## [ABOUT THIS EXERCISE]
For each line of the data below that holds "teeth", copy the line.

## [SOURCE DATA]

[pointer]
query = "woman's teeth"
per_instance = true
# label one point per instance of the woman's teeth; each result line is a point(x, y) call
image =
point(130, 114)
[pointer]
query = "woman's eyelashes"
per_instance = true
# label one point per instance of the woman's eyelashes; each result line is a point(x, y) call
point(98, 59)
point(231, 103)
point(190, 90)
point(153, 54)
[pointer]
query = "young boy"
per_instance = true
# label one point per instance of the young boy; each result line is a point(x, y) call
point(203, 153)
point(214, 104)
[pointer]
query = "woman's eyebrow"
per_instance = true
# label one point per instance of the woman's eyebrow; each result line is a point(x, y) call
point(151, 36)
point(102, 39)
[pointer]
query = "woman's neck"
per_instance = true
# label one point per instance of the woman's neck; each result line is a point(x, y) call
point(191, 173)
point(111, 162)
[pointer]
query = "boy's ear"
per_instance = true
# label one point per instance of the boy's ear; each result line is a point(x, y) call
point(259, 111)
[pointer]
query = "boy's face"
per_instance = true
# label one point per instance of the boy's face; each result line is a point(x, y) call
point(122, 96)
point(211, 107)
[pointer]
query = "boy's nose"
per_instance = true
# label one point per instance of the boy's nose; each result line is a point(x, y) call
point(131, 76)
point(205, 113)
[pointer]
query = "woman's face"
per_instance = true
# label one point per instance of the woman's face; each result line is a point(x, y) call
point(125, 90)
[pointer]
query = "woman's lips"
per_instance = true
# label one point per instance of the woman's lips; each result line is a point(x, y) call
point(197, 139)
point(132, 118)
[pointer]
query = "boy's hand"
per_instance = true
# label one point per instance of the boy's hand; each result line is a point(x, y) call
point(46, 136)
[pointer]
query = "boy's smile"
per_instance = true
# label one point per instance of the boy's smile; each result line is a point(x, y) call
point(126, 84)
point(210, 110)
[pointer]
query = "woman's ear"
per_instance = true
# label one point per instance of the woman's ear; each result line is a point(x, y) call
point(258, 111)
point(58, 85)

## [ANSWER]
query = "woman's teeth"
# label one point per instance of the woman's teeth; each result line is a point(x, y) call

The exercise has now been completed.